— START —

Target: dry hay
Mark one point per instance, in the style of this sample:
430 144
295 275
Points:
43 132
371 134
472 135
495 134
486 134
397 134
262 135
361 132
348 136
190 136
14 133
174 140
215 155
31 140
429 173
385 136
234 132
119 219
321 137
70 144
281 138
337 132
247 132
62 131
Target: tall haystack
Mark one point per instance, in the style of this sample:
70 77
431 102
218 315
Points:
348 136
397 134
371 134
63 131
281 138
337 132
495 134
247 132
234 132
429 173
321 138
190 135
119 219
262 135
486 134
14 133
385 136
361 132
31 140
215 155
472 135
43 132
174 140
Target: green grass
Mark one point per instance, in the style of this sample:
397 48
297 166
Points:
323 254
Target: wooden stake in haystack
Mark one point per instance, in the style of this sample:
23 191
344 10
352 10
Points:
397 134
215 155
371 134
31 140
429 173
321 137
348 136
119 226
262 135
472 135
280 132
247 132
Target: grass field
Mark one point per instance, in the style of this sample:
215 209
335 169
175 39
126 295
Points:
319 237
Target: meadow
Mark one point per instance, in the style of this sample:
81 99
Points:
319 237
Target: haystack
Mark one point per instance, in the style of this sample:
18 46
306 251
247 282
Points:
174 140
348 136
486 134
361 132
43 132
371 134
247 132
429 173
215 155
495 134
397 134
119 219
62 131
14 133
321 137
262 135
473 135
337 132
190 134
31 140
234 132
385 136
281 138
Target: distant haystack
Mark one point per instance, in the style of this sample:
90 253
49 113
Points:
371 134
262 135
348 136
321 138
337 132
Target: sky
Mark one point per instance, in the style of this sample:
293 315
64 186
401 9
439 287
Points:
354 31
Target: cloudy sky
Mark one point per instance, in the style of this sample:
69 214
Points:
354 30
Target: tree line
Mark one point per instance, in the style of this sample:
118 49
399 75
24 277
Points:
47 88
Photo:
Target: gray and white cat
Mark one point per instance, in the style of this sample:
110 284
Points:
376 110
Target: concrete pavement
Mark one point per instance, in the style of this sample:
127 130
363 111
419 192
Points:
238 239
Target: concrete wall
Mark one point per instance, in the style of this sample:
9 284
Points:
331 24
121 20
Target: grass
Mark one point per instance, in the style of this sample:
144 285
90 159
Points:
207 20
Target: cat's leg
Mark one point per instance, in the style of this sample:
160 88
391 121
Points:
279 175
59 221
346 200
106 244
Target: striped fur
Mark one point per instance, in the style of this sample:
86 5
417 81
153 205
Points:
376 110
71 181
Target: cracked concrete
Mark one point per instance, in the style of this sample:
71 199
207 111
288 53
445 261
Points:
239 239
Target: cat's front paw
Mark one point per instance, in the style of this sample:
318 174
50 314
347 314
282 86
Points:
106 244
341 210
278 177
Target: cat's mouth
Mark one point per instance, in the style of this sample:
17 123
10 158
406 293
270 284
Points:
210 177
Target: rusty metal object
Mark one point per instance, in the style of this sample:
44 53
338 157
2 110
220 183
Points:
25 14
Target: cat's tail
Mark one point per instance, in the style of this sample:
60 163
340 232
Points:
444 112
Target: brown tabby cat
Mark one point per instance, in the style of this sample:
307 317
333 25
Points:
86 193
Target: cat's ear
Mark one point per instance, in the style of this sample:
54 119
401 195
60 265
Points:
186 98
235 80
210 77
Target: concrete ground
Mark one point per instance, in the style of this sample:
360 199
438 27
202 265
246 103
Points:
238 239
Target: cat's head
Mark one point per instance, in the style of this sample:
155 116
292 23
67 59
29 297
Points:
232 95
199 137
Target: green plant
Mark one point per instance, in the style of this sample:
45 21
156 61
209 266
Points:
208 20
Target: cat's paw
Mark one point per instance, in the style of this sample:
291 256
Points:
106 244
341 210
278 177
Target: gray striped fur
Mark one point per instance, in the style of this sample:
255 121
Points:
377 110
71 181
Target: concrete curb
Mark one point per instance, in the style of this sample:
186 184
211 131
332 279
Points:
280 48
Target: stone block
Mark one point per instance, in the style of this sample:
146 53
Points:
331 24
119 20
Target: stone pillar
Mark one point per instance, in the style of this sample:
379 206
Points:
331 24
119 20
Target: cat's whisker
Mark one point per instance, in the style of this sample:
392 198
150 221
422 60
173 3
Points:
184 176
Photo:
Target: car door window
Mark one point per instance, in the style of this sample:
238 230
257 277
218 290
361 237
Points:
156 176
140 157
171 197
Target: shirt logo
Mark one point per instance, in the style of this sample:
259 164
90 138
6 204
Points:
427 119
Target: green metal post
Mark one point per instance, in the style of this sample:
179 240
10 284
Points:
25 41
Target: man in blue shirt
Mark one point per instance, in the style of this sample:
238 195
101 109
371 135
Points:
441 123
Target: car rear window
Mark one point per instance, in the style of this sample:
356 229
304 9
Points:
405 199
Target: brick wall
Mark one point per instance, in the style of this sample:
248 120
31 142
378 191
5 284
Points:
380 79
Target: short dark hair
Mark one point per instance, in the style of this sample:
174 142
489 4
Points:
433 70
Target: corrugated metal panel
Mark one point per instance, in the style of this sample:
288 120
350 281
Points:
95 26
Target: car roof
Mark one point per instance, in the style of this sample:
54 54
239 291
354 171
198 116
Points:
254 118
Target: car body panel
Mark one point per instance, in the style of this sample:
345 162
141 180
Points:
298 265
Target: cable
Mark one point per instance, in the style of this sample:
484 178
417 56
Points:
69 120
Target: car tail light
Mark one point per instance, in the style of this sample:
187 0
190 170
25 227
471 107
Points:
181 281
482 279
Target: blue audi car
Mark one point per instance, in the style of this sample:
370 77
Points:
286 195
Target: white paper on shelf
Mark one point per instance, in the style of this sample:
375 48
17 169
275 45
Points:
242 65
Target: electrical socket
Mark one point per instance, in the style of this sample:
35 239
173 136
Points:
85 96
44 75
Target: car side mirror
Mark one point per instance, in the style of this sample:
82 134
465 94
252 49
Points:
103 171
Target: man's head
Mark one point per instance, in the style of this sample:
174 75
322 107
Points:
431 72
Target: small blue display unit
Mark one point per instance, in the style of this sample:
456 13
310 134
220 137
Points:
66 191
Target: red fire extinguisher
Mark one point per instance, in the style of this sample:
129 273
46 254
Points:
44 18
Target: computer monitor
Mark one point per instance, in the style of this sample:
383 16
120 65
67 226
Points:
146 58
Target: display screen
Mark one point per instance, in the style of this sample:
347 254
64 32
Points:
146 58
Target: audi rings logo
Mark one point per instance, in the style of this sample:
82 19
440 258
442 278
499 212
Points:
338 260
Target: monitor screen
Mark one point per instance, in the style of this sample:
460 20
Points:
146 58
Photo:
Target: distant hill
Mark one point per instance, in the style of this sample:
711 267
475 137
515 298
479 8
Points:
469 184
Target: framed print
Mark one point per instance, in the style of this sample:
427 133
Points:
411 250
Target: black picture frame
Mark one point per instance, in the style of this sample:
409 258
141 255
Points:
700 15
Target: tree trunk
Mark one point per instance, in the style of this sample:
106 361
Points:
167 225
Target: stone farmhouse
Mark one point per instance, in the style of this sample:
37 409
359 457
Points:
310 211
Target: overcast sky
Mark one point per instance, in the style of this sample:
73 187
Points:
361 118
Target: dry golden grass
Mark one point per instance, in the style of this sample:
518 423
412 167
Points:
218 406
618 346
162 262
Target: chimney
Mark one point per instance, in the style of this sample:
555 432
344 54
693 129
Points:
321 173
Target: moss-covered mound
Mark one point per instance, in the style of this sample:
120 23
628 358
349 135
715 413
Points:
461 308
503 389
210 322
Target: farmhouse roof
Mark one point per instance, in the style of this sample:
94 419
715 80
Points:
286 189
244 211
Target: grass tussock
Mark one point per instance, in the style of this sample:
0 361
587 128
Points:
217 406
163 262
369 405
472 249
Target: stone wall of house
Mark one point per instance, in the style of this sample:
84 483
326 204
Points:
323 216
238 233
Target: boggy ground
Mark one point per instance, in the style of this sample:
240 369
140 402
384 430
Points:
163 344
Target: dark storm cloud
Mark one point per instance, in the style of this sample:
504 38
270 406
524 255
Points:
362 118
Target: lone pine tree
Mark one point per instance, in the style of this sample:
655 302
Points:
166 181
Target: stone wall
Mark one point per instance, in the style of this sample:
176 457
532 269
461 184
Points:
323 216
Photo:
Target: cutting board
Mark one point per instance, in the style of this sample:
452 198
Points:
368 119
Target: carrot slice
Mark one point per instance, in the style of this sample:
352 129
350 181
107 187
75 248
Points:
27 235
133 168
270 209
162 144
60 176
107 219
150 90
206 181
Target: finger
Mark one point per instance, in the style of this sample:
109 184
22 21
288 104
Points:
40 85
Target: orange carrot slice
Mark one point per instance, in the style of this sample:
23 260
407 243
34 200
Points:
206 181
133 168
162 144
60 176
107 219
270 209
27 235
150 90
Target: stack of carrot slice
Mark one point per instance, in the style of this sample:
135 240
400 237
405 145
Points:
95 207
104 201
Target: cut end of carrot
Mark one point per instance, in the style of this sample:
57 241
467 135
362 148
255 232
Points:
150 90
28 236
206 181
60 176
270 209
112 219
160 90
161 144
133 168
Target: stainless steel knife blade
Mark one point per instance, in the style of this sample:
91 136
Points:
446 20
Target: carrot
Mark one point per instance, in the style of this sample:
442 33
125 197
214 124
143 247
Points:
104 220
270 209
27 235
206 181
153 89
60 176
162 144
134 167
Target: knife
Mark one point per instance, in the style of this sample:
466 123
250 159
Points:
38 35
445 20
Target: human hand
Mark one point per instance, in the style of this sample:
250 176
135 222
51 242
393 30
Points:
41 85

— END —

• [What the task asks]
Exactly as written, give again every line from the one containing "Target: carrot slice" through the last line of the material above, and no other lines.

• [Result of the task]
Target: carrot slice
Mark one point per instance, in the style of this sample:
352 129
350 181
107 187
75 248
Points:
27 235
133 168
270 209
162 144
60 176
107 219
150 90
206 181
Target: finger
Mark one point per instance, in the style of this sample:
109 184
22 21
288 104
Points:
40 85
Target: orange carrot slice
Mark one point per instance, in the style of this sample:
23 260
407 243
34 200
Points:
206 181
133 168
162 144
60 176
107 219
270 209
27 235
150 90
Target: stack of carrot slice
Mark one point per instance, in the style of this sample:
135 240
400 237
405 145
Points:
95 207
104 201
Target: cut end of carrot
Mark one point per instance, in the style of this sample:
57 241
467 135
362 148
255 232
Points:
150 90
28 236
206 181
60 176
270 209
112 219
160 90
161 144
133 168
Target: stainless steel knife blade
Mark one point per instance, in the style of this sample:
91 136
Points:
446 20
Target: carrot
Mark one point per instance, in the style of this sample:
442 33
125 197
214 124
143 247
Points:
104 220
270 209
27 235
206 181
153 89
60 176
162 144
134 167
Target: knife
Mark one point per instance, in the style of this sample:
466 123
250 159
Points:
38 35
445 20
Target: human hand
Mark one point per instance, in the style of this sample:
250 176
135 222
51 242
393 30
Points:
41 85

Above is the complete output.